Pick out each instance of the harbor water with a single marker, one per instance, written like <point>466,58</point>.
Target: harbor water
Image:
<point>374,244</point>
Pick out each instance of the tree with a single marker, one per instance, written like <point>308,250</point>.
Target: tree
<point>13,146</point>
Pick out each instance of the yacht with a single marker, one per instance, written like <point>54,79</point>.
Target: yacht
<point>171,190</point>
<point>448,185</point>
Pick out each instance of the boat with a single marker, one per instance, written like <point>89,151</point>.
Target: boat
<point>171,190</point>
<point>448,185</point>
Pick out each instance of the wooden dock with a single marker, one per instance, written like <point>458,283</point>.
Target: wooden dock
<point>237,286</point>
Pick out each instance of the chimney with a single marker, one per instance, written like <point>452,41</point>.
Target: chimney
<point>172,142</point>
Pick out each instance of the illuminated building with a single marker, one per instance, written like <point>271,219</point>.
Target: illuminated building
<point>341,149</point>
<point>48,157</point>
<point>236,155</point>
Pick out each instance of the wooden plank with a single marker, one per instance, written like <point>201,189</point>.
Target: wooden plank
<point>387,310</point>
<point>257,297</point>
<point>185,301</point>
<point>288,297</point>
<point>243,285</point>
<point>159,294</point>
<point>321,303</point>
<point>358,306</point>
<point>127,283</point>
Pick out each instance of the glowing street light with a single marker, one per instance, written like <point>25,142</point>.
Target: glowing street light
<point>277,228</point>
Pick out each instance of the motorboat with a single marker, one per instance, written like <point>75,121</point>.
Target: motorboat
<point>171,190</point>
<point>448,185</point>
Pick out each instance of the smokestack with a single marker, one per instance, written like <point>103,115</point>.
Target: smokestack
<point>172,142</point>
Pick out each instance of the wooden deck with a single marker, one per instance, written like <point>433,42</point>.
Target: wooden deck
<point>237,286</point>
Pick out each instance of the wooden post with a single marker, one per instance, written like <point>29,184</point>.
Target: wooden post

- - -

Lay out every line of the listing above as a numbered list, leaving out any blank lines.

1. Pick out each instance of the harbor water with a single marker, one per instance, written like <point>466,58</point>.
2. Target: harbor water
3. Image:
4. <point>374,244</point>
5. Pick out each instance of the tree with a single marker, one per instance, written like <point>308,250</point>.
6. Target: tree
7. <point>13,146</point>
8. Pick out each instance of the yacht with a single marker, one per instance, written like <point>54,79</point>.
9. Target: yacht
10. <point>171,190</point>
11. <point>448,185</point>
12. Pick out each instance of the boat with a single marker, one per instance, written like <point>89,151</point>.
13. Target: boat
14. <point>171,190</point>
15. <point>448,185</point>
16. Pick out each instance of the wooden dock with a single marker, one per instance, written like <point>458,283</point>.
17. Target: wooden dock
18. <point>237,286</point>
19. Pick out each instance of the chimney with a single marker, one per instance, written like <point>452,41</point>.
20. Target: chimney
21. <point>172,142</point>
22. Pick out each instance of the illuminated building with a single marker, one per instance, written like <point>271,219</point>.
23. Target: illuminated building
24. <point>341,149</point>
25. <point>48,157</point>
26. <point>236,155</point>
27. Pick out each instance of the wooden plank with a single marker, one per instance, written like <point>201,189</point>.
28. Target: wooden plank
29. <point>387,310</point>
30. <point>257,297</point>
31. <point>185,301</point>
32. <point>288,297</point>
33. <point>243,285</point>
34. <point>159,294</point>
35. <point>321,303</point>
36. <point>358,306</point>
37. <point>127,283</point>
38. Pick out each instance of the glowing street light with a single marker, one per instance, written like <point>25,142</point>.
39. Target: glowing street light
40. <point>277,228</point>
41. Pick out each instance of the motorboat with a single marker, one per instance, written like <point>75,121</point>.
42. Target: motorboat
43. <point>171,190</point>
44. <point>448,185</point>
45. Pick out each instance of the smokestack with a single marker, one per instance, written like <point>103,115</point>.
46. Target: smokestack
47. <point>172,142</point>
48. Pick out each instance of the wooden deck with a single marker, one per instance, written like <point>433,42</point>.
49. Target: wooden deck
50. <point>237,286</point>
51. Pick out each instance of the wooden post with a single marker, one per instance, written like <point>29,184</point>.
52. Target: wooden post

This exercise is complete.